### THE REQUEST
Could you print all the entries exactly?

Location identification entries:
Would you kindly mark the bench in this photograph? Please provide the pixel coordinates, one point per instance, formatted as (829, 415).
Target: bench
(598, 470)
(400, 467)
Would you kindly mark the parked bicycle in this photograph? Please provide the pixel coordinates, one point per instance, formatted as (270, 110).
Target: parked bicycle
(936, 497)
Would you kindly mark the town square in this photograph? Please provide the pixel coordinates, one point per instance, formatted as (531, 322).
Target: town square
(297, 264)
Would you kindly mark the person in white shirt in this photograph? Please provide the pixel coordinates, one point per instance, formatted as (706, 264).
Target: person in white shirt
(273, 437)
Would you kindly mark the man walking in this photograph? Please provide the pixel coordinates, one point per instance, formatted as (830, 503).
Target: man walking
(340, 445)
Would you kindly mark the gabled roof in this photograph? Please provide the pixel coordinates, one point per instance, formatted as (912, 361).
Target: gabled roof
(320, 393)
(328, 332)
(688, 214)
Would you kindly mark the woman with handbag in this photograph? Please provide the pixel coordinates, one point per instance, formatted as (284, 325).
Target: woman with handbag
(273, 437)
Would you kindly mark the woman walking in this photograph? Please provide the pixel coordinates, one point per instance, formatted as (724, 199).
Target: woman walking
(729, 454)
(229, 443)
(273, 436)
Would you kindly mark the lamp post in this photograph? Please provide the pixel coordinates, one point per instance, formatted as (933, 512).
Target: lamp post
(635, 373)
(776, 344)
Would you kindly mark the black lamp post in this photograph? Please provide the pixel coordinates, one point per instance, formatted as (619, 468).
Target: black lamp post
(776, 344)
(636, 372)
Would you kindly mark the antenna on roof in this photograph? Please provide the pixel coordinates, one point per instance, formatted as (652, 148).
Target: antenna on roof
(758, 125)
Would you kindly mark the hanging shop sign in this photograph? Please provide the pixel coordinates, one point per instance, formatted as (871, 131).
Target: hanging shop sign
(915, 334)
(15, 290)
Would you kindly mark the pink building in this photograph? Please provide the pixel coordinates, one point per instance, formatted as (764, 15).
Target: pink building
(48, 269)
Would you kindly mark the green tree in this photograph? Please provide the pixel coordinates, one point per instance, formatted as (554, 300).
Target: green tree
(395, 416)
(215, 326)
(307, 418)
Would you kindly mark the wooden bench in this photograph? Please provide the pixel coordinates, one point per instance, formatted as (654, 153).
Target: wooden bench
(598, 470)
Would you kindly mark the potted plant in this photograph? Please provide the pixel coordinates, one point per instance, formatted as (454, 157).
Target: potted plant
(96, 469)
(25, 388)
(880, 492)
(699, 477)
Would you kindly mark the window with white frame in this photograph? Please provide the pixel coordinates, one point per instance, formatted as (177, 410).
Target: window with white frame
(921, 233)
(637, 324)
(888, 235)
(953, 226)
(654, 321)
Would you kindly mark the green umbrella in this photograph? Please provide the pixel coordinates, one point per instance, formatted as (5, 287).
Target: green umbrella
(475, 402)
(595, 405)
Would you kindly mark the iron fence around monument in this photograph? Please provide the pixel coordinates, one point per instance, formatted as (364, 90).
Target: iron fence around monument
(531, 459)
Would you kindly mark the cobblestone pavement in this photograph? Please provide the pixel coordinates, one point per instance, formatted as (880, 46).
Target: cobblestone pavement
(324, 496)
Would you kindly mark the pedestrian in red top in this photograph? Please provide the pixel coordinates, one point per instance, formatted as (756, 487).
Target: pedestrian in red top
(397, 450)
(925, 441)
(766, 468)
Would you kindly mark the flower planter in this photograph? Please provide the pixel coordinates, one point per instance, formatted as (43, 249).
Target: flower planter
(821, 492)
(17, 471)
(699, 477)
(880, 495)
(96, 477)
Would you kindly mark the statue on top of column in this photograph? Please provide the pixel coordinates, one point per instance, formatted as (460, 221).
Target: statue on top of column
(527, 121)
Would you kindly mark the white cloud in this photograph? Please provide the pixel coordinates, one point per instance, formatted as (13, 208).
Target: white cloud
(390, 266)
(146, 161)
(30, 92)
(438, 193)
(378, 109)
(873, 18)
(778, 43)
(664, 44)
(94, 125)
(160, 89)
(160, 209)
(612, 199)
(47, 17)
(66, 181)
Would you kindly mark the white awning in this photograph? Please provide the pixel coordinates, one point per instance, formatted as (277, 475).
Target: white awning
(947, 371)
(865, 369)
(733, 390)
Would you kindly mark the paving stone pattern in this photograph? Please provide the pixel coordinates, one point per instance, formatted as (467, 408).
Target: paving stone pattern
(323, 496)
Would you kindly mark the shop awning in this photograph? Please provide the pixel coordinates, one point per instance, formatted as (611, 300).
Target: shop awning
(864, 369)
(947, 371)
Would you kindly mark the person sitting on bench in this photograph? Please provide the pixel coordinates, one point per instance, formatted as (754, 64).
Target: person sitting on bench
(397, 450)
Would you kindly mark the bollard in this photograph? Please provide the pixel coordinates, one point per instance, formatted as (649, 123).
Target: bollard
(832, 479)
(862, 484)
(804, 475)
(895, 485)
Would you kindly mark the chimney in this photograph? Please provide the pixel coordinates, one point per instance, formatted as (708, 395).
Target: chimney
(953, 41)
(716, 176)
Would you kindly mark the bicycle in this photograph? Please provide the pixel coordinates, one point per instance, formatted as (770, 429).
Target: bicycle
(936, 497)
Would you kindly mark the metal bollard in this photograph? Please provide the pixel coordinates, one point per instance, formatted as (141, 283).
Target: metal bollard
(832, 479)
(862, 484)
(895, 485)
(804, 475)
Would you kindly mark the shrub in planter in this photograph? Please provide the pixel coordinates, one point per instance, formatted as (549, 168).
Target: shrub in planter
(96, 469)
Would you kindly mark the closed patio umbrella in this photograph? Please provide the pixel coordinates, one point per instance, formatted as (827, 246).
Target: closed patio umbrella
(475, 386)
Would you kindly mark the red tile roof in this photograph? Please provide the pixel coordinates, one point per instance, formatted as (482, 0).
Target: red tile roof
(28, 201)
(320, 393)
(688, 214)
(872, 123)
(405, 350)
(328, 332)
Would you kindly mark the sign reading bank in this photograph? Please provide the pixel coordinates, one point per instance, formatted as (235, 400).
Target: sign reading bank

### TASK RESULT
Would you kindly mark the bench in this photograph? Please provide the pixel coordinates, one point per instance, formatted as (829, 415).
Target: bench
(598, 470)
(400, 467)
Would you kindly mark the parked bicycle in this photograph? Please provide the pixel coordinates, one point per instance, formatted as (270, 110).
Target: parked bicycle
(936, 497)
Would you kindly mark the town square in this photograph? Please provide the pixel coordinates, one point per instance, formatted as (531, 322).
Target: town square
(297, 264)
Would you kindly mark the person in white shirt in this photograph? Please provide the pixel coordinates, one point per instance, formatted as (706, 264).
Target: person in white shirt
(273, 437)
Would you kindly mark the man walking in this photograph? Please provide the pixel coordinates, one point per instance, formatted as (830, 503).
Target: man walking
(340, 445)
Would you kindly mark the gabled roof in this photograph? Please provide the pixel coordinates, one point per instance, formatted as (912, 361).
Target: gabled roof
(320, 393)
(328, 332)
(688, 214)
Would you kindly mark the woman with handbag in this photograph? Please provide the pixel coordinates, one point per instance, formatted as (284, 325).
Target: woman with handbag
(273, 437)
Would you kindly mark the woman walking in this photograph? Please provide the pixel coordinates, one point per instance, formatted as (724, 199).
Target: woman walking
(729, 454)
(229, 443)
(273, 436)
Would you kindly mark the lamp post in this photograph? Please provide the pixel coordinates, one point per instance, formatted as (933, 512).
Target: lamp post
(635, 373)
(776, 344)
Would you kindly mark the black lamp post in this photograph? Please provide the pixel coordinates, one point per instance, formatted as (619, 468).
Target: black lamp post
(776, 344)
(636, 372)
Would you kindly mark the antenna on roof in this photograph? Please provide the pixel coordinates, one point per instance, formatted as (652, 148).
Target: antenna on roof
(758, 125)
Would you kindly mark the hanging shop sign in this photograph? Please provide the pixel coordinates, one point per instance, formatted as (871, 131).
Target: hanging shop sign
(915, 334)
(15, 290)
Would you kindly mark the pink building in this photograph? Please provide the pixel coordinates, one point per instance, formatted as (764, 15).
Target: pink building
(48, 269)
Would you kindly mark the green tree in this photograph? Please provide the pixel coordinates, one point per instance, formatted as (554, 300).
Target: green tree
(395, 416)
(215, 326)
(307, 418)
Would you kindly mark the wooden bench in this photograph? Please provide the pixel coordinates, one point per instance, formatted as (654, 153).
Target: wooden bench
(598, 470)
Would you kindly mark the potted plant in this photograph? Please provide the pixel coordinates, one point per instance, formatted as (454, 157).
Target: potted plant
(96, 469)
(25, 388)
(880, 492)
(699, 477)
Would you kindly mark the window with white frame in this photograph? Please provide the pixel coordinates, one point per instance, formatted as (177, 410).
Target: window with white frame
(921, 233)
(637, 324)
(888, 235)
(953, 226)
(654, 321)
Would you kindly mark the green umbrella in this photograph? Please provide the pixel coordinates, one point per instance, formatted as (5, 287).
Target: green umbrella
(475, 402)
(595, 405)
Would you kindly mark the iron fence around monument in this photograph? Please provide the pixel coordinates, one point per instance, formatted as (364, 90).
Target: iron fence around monument
(531, 459)
Would you kindly mark the cobblestone pavement in this photograph? Please provide the pixel coordinates, one point per instance, formatted as (880, 46).
Target: cobblestone pavement
(324, 496)
Would you kindly mark the pedestrian in red top in this photograph? Please provide the pixel coordinates, one point per instance, formatted as (756, 487).
Target: pedestrian in red top
(397, 450)
(925, 441)
(766, 468)
Would you kindly mark the flower planter in this photograph? Please provide the pixel coordinates, one point per instance, formatted as (43, 249).
Target: flower planter
(821, 492)
(17, 471)
(699, 477)
(880, 495)
(96, 477)
Would you kindly mark the statue on top of column in this photograph? Please provide the pixel coordinates, one point per instance, formatted as (460, 221).
Target: statue on top of column
(527, 121)
Would you kindly mark the white cloud in this photograph? Please provide the pixel coordinates, one point per instance, formatted as (13, 208).
Target: white cloud
(390, 266)
(146, 161)
(30, 92)
(438, 193)
(378, 109)
(873, 18)
(778, 43)
(664, 44)
(94, 125)
(160, 89)
(160, 209)
(612, 199)
(47, 17)
(66, 181)
Would you kindly mark the white awning in this photograph? Please provide the pixel coordinates, one point per instance, formatted as (277, 475).
Target: white awning
(947, 371)
(865, 369)
(733, 390)
Would you kindly mark the paving stone pattern in this photograph? Please provide the pixel coordinates, one point per instance, formatted as (467, 408).
Target: paving stone pattern
(323, 496)
Would you kindly mark the shop awning in this photograph? Please provide the pixel coordinates, one point per instance, formatted as (611, 300).
Target: shop awning
(864, 369)
(947, 371)
Would you kindly mark the person sitting on bench in this photograph? Please provide the pixel coordinates, one point per instance, formatted as (754, 64).
Target: person sitting on bench
(397, 450)
Would you kindly mark the bollard in this photograph? Please provide the pixel coordinates, one point per instance, formatted as (649, 123).
Target: bollard
(832, 479)
(862, 484)
(804, 475)
(895, 485)
Would you kindly mark the chimney in this photograph? Please provide the pixel coordinates, one point per instance, formatted as (708, 395).
Target: chimney
(953, 41)
(716, 176)
Would you kindly mark the bicycle in this photograph? Please provide the pixel coordinates, one point per instance, formatted as (770, 429).
Target: bicycle
(936, 497)
Would you kindly mark the metal bollard in this photograph? Please provide the pixel coordinates, one point per instance, formatted as (141, 283).
Target: metal bollard
(832, 479)
(862, 484)
(895, 485)
(804, 475)
Would you kindly mark the shrub in planter in this photograph? Please provide the pixel coordinates, one point per instance, formatted as (549, 168).
Target: shrub in planter
(96, 469)
Would you kindly mark the closed patio umbrella in this photograph? Please provide the pixel coordinates, one point per instance, formatted as (827, 246).
Target: closed patio umbrella
(475, 386)
Would you kindly mark the red tile roof in this photograph? Please provide the pixel coordinates, one point per instance, formatted as (482, 0).
Target: red tile roof
(28, 201)
(320, 393)
(688, 214)
(872, 123)
(405, 350)
(328, 332)
Would you kindly mark the sign reading bank in this photograph? Please provide the pixel coordinates, one point per instance, formatted as (235, 400).
Target: sign reading bank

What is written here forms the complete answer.